-- GIVEN INSTRUCTION 1 --
Summarize the passage in two sentences.

-- PASSAGE --
(begin)
In Britain, Europe and the US, extremists of the Right and Left use vicious ad hominem attacks to boost their populist appeal
The defining noise of the modern West is a vicious whine. Today’s political winners are not generous in victory. They remain underdogs in their own minds and the minds of tens of millions who follow them: the victims of powerful forces, whose duplicity is beyond measure. In their fight against elites real and imagined, all tactics are justified. They can lie and cheat, engage in the modern equivalent of witch burnings, and mob their targets online. The willingness to descend into verbal violence surely presages actual violence. Indeed, the thuggery is already beginning.
Look everywhere and you see an inquisitorial insistence on the sinfulness of anyone who disagrees with the far Right or Left. Competing interests or philosophies no longer explain a rival view of the world. Dissent is evidence of personal wickedness and corruption. It is the personal element that is the most striking feature of modern conspiratorial politics. The underlying assumption is that an opponent would agree with Brexit or Trump or Jeremy Corbyn if they were honest. Only their sinfulness can explain why they refuse to embrace the true faith; a sinfulness fed by corrupt monetary motives, or an irrational hatred of whites, Muslims or sovereign nation states.
Like secret policemen building a case for a show trial, today’s activists scour social media for anything that may be twisted to use against their enemies. If the evidence isn’t there, they make it up. In my world of the British liberal Left, the invention of smears has become standard practice. Corbyn’s propagandists routinely claim that J.K. Rowling opposes the Labour leadership because she is so consumed by greed that she will do anything to stop a left-wing government raising her taxes. Rowling, in fact, chooses to live in Scotland, which has higher tax rates than England. If greed consumed her, she would have moved to a tax haven years ago or merely shifted across the Tweed.
Meanwhile, the far Left claimed that the TV presenter Rachael Riley’s own tweets show the real reason she exposes left-wing anti-Semitism is not that there is endemic and institutionalised racism in the Labour Party. To entertain that thought marks you a heretic. No, she invents an imaginary racism because she is an Islamophobe, spreading lies about Labour to do down Muslims in general and Palestinians in particular. To reach this conclusion, her enemies counterfeited the evidence “proving” that she was motivated by religious prejudice. The forged tweets were so crude only a cultist could have entertained the thought that they might have been genuine. Needless to add, thousands did.
Rowling and Riley are famous, and I can see the opportunist case for lying about them as their political interventions reach a mass audience. A more telling sign of the totalitarian mentality of the populist Left is its determination to go after obscure figures who could not possibly swing public opinion against their cause. The ex-Labour councillor in the north-east, the Jewish anti-racist campaigner, random members of the public who take on Corbyn with throwaway lines, turn on their phones and find themselves the target of online pile-ons, organised by his media supporters, who are Labour Party apparatchiks in all but name. They can and do summon thousands of yapping dogs to snarl on the Left’s behalf against anyone who threatens them, however weakly.
(end)
-- GIVEN INSTRUCTION 2 --
Identify every line in the records that contains the word "cycling", treating case as significant.

Location labeling records
(begin)
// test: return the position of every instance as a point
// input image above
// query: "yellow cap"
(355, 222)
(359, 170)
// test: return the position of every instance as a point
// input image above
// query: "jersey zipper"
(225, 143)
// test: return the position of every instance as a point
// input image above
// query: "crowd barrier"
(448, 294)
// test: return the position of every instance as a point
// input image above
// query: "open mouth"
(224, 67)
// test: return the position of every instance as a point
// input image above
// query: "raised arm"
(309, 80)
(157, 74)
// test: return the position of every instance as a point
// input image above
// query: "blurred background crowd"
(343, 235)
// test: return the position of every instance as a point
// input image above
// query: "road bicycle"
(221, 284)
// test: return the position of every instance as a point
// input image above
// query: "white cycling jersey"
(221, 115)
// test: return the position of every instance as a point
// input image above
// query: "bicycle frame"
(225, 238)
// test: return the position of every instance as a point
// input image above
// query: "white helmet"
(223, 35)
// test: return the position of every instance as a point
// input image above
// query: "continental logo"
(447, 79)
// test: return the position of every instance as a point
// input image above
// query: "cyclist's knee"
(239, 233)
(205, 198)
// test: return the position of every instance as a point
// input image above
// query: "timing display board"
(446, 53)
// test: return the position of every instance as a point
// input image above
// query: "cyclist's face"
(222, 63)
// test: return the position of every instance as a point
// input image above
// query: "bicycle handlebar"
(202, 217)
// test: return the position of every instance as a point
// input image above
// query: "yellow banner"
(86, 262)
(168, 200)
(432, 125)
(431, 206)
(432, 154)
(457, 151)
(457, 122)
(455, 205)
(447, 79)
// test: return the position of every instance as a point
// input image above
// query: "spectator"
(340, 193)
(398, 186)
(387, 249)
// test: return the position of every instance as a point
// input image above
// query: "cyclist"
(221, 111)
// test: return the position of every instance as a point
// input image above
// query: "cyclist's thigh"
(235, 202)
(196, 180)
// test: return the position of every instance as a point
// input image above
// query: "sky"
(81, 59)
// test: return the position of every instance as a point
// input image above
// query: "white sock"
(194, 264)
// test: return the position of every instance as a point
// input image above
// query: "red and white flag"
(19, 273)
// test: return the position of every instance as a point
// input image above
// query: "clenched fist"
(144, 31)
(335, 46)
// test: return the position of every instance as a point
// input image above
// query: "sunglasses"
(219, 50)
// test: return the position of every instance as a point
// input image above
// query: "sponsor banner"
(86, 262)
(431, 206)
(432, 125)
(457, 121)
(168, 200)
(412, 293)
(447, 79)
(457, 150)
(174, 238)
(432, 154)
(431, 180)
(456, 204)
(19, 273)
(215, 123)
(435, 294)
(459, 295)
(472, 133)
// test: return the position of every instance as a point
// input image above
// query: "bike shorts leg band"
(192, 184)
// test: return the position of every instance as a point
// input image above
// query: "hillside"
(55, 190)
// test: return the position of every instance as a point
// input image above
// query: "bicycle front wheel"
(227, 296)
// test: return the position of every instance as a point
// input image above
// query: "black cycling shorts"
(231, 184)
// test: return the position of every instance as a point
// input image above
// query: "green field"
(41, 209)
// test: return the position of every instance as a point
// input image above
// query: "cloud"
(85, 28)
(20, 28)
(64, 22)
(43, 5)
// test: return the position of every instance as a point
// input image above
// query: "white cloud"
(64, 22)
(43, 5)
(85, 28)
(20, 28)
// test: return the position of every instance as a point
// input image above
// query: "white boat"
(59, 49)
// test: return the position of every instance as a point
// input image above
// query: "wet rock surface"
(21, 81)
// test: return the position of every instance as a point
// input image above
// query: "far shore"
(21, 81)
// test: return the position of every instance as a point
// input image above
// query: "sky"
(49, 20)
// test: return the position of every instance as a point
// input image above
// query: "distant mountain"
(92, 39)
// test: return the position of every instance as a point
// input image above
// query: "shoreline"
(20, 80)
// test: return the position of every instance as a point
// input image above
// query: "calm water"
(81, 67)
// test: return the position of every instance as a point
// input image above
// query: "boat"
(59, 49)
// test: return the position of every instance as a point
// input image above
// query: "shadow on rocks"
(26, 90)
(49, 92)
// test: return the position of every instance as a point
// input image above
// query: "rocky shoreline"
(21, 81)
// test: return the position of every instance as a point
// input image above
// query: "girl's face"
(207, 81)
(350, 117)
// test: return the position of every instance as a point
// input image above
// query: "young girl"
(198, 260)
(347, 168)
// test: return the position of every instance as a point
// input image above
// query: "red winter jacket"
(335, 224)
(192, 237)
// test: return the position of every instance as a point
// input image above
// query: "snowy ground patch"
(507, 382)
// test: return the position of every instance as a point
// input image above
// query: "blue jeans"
(end)
-- FINAL RESULT 1 --
The passage argues that extremists of the Right and Left in Britain, Europe and the US treat anyone who disagrees with them as personally wicked and corrupt, and so consider lying, smears and online mobbing justified. It cites invented claims about J.K. Rowling's greed and forged tweets about Rachael Riley, and notes that obscure members of the public who criticize Corbyn also face online pile-ons.

-- FINAL RESULT 2 --
// query: "white cycling jersey"
// query: "black cycling shorts"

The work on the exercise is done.